Work to do:
Rewrite the data with every "hood" changed to "helmet", leaving everything else as it is.

>> START

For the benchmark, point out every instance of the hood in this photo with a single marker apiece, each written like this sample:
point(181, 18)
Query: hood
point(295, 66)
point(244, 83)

>> END

Solved exercise:
For the benchmark, point out every instance of the helmet in this photo with a single marker apiece, each written like this sample:
point(181, 18)
Query: helmet
point(295, 66)
point(244, 83)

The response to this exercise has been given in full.